Labeled area outline entries:
——
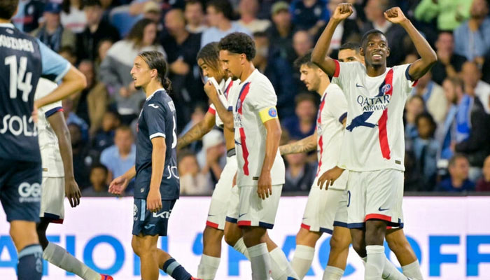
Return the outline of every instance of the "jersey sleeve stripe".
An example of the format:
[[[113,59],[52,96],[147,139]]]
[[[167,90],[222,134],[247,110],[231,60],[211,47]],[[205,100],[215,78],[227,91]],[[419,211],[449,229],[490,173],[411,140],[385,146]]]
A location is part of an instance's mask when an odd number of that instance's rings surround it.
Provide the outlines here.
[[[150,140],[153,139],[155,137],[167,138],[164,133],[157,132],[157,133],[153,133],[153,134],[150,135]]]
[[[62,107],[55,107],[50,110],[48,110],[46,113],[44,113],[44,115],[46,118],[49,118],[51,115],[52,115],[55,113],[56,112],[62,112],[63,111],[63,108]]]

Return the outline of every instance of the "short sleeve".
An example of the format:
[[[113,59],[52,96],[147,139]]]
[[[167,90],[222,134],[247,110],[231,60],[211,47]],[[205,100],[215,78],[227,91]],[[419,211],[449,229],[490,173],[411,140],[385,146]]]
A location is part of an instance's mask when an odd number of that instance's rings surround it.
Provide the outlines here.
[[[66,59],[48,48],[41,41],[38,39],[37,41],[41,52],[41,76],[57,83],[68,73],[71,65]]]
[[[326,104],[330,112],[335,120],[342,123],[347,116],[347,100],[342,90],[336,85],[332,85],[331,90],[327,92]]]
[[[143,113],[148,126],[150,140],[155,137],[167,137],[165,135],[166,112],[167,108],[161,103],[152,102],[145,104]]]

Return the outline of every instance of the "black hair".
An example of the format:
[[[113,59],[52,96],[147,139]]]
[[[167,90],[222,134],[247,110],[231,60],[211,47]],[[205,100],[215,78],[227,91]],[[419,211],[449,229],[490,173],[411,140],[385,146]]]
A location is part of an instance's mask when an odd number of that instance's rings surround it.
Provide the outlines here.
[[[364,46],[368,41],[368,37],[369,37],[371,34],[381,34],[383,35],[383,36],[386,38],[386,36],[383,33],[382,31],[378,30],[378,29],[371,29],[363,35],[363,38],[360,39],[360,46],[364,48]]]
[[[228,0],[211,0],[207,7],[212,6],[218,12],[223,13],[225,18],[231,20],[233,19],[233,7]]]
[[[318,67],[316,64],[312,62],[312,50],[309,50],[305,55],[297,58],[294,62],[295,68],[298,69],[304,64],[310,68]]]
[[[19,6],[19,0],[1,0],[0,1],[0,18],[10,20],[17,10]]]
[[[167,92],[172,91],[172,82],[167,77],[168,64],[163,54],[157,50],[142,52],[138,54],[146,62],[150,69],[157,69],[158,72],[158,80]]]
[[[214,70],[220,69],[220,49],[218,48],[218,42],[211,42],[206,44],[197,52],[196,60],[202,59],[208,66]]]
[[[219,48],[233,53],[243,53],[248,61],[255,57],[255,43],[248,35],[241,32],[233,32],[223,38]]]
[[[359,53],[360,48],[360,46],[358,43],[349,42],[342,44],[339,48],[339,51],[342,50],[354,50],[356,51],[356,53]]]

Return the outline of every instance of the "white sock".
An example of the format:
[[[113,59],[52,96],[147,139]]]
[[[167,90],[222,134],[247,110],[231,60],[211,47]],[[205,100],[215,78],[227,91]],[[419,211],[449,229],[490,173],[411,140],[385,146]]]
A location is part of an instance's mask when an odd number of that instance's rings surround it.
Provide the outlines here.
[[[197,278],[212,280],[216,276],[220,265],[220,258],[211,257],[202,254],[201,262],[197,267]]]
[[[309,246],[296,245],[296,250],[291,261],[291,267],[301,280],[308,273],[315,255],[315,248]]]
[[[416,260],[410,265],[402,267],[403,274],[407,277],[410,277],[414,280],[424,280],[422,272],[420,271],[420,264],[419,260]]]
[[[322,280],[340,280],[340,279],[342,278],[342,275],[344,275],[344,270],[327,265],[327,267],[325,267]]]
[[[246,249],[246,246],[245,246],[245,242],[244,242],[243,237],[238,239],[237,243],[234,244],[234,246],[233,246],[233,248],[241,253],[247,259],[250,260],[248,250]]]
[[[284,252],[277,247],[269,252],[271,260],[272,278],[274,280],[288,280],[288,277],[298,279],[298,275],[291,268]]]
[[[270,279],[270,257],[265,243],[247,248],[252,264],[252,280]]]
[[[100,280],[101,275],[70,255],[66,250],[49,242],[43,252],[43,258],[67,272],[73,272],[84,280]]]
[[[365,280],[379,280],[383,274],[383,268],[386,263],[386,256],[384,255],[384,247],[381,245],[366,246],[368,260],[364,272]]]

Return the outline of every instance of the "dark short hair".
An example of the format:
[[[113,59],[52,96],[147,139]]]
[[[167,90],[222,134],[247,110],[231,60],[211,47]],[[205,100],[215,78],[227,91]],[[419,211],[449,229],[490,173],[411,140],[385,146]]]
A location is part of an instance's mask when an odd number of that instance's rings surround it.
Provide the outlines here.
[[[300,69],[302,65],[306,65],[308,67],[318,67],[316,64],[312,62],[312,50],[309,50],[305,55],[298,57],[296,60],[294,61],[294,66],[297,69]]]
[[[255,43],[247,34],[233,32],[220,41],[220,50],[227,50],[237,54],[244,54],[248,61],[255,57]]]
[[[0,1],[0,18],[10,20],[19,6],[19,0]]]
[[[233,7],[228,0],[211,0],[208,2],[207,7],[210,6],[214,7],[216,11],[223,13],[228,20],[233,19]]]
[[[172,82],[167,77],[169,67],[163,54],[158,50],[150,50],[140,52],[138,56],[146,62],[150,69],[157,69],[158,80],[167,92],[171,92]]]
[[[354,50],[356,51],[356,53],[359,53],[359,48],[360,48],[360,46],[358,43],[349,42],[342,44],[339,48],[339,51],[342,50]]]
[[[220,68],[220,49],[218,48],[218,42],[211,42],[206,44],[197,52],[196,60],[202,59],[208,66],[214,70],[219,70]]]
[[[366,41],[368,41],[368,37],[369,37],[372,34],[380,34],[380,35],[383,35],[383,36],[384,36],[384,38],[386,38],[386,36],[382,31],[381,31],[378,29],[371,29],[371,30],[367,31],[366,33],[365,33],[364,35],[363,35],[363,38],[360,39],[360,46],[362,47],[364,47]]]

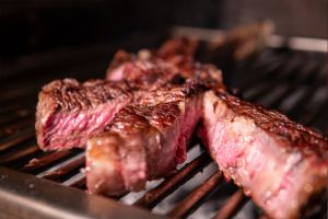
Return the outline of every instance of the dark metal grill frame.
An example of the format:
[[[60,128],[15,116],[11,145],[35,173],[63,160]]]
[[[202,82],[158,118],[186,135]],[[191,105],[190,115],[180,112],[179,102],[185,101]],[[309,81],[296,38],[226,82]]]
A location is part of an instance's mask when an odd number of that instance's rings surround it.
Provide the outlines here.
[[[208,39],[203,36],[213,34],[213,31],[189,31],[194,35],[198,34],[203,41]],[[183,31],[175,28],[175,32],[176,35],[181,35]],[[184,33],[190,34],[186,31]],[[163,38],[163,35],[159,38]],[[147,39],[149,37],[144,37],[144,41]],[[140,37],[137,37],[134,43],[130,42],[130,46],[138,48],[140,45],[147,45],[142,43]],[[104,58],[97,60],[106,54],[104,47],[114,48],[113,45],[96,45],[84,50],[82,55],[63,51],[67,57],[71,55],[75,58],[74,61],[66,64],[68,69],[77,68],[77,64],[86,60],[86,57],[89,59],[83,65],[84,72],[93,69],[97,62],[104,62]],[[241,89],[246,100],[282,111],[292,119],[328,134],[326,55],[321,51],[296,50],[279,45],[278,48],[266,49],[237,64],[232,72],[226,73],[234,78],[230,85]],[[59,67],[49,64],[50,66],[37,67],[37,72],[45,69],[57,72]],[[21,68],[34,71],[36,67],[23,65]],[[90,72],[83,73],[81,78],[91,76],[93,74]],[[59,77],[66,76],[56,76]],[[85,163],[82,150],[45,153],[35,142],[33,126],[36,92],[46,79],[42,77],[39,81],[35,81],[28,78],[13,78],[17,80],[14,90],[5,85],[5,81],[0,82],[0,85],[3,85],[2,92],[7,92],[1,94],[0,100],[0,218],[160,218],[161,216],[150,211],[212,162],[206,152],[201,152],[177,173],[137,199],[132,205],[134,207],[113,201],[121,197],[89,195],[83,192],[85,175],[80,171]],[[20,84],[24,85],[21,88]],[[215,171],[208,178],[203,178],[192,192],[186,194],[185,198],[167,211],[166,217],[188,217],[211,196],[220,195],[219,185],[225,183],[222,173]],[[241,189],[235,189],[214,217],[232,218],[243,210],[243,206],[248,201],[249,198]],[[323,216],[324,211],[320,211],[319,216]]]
——
• [Problem to solve]:
Pull out each line in the entries above that contains the word "every", and list those lines in the order they appear.

• [The completed task]:
Return the outline of every instance of the "jersey sleeve stripe".
Return the outline of every instance of the "short sleeve".
Return the outline of every instance of the "black hair".
Return the outline of every instance of the "white sock".
Return the outline of every instance of the "dark short hair".
Return the outline of every instance of the dark metal grill frame.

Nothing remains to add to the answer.